Could you gather every line in the listing below that contains the string "clicks", treating uppercase and lowercase as different?
──────── DATA ────────
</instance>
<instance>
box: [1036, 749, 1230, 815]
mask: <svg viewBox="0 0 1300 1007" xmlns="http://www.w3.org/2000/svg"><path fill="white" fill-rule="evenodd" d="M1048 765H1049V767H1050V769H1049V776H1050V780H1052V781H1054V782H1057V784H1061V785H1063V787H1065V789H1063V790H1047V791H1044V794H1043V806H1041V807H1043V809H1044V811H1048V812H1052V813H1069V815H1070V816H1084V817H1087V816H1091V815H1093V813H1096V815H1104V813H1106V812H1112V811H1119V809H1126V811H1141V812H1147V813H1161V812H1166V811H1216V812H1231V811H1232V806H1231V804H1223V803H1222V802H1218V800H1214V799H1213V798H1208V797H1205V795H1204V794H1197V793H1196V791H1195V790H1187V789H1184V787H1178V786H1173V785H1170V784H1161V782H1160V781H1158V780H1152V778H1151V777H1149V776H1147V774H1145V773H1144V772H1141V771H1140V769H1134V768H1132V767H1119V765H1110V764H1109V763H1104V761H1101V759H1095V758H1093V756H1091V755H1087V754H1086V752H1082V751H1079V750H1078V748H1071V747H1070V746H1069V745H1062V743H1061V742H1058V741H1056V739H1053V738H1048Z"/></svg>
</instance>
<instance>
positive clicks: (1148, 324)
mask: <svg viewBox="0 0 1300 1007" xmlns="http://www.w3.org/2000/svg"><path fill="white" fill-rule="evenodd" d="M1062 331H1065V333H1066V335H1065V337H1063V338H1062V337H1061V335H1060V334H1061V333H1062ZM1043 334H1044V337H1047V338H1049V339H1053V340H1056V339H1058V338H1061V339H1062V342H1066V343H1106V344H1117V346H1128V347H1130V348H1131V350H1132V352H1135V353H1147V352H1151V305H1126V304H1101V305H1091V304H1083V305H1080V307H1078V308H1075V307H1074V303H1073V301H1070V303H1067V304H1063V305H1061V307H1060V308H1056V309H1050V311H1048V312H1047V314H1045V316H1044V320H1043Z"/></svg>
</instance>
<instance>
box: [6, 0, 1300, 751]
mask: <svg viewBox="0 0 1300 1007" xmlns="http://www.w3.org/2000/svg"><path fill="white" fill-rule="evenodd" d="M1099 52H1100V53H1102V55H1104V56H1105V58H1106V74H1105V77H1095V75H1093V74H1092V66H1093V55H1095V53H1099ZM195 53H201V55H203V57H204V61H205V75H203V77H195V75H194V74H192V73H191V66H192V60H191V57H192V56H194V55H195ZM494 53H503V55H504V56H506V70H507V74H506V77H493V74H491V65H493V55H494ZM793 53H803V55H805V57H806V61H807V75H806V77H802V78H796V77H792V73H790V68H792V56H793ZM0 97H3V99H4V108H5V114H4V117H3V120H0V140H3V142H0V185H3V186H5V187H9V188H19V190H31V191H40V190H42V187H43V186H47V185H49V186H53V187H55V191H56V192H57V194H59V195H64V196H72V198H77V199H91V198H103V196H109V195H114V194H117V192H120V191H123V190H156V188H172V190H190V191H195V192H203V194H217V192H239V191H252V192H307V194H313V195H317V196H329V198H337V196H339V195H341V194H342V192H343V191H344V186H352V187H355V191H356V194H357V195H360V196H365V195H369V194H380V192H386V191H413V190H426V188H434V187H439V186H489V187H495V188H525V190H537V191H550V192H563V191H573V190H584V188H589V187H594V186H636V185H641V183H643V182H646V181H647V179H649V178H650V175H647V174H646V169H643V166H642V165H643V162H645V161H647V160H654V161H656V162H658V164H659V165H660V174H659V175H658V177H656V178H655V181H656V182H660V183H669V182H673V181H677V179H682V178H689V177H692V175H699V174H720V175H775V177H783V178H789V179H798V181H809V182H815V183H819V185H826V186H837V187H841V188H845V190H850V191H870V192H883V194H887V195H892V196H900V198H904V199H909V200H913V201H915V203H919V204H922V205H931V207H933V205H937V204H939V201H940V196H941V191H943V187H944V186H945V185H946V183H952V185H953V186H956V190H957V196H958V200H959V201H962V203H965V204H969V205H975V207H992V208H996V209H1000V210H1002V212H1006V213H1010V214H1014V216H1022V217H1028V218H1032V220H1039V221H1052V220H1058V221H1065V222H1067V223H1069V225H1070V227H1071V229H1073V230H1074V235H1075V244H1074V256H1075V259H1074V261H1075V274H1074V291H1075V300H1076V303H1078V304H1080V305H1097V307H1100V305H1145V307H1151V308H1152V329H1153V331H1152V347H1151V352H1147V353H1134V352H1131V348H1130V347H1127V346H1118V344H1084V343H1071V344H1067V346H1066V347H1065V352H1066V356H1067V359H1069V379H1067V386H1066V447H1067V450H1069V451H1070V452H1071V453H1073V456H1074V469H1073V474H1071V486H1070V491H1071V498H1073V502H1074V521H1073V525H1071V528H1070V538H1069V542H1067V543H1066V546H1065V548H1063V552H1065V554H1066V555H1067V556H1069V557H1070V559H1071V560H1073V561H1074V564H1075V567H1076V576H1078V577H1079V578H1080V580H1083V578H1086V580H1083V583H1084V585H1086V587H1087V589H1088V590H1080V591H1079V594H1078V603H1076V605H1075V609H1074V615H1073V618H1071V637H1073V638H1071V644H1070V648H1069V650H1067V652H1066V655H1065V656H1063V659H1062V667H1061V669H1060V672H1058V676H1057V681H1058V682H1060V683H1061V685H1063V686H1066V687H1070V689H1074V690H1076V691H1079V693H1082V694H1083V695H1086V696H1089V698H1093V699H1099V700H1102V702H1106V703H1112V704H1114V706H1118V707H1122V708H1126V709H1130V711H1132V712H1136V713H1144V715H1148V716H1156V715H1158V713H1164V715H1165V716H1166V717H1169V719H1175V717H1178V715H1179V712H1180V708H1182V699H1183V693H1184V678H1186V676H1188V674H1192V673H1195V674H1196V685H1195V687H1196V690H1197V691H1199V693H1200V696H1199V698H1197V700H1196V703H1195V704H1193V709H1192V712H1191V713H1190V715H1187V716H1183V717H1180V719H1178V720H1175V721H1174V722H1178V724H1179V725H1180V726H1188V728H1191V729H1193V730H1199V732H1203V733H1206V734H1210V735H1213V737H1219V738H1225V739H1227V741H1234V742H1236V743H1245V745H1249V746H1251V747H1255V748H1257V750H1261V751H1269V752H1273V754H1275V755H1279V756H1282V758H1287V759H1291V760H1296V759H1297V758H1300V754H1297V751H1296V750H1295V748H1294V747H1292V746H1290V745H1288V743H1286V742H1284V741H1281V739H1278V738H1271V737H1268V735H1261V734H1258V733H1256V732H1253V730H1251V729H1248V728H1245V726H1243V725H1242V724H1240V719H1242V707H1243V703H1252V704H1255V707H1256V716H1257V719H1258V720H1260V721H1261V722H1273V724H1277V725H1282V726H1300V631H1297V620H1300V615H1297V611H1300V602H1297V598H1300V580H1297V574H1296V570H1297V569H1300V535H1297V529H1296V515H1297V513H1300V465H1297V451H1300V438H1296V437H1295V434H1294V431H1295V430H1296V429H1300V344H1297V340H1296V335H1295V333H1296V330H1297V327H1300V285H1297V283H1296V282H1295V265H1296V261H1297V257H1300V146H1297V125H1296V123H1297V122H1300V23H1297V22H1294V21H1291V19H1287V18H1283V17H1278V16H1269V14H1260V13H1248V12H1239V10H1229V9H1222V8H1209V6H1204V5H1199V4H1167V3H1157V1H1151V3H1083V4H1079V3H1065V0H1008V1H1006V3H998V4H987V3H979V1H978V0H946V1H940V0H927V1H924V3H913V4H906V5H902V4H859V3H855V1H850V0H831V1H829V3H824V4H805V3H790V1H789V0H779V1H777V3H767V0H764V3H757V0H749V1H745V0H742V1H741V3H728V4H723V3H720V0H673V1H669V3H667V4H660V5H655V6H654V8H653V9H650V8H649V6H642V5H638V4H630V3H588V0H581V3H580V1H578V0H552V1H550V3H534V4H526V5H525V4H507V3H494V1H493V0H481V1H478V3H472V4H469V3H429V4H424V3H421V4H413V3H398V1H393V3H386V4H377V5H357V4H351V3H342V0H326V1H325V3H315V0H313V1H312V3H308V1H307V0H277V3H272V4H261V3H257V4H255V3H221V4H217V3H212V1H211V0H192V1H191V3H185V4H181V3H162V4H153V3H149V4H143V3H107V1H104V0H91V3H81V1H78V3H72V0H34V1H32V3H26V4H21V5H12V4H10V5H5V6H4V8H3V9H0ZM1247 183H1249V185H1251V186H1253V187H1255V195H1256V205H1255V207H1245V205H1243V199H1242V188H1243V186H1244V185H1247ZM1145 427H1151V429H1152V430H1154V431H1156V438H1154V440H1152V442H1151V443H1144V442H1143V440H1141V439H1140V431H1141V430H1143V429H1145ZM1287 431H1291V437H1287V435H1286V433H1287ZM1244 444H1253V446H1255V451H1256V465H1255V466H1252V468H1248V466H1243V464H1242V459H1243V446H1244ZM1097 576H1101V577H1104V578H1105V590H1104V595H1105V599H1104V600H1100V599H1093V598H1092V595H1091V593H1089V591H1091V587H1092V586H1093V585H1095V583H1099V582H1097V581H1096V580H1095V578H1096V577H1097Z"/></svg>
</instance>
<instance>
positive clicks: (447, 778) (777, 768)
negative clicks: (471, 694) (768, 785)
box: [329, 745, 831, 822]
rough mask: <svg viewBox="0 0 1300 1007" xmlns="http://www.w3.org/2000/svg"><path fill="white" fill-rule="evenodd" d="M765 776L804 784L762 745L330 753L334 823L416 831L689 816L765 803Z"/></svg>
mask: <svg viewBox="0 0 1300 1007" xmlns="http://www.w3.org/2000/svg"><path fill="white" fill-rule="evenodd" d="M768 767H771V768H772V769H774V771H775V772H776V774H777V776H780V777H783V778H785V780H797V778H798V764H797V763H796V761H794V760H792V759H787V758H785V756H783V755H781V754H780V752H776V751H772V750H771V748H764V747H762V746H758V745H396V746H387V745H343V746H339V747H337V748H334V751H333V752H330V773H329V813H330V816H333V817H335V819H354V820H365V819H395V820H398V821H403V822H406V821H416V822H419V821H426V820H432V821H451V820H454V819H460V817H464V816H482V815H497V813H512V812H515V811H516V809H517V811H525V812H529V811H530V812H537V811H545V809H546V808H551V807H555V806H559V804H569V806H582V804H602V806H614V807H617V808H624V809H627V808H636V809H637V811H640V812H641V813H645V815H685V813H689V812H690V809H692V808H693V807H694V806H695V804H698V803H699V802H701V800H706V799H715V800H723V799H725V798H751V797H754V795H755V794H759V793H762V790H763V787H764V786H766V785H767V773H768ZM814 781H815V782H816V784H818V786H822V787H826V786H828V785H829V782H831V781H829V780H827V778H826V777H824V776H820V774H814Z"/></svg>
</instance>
────────
WRITTEN SOLUTION:
positive clicks: (1148, 324)
positive clicks: (447, 778) (777, 768)
negative clicks: (471, 694) (768, 785)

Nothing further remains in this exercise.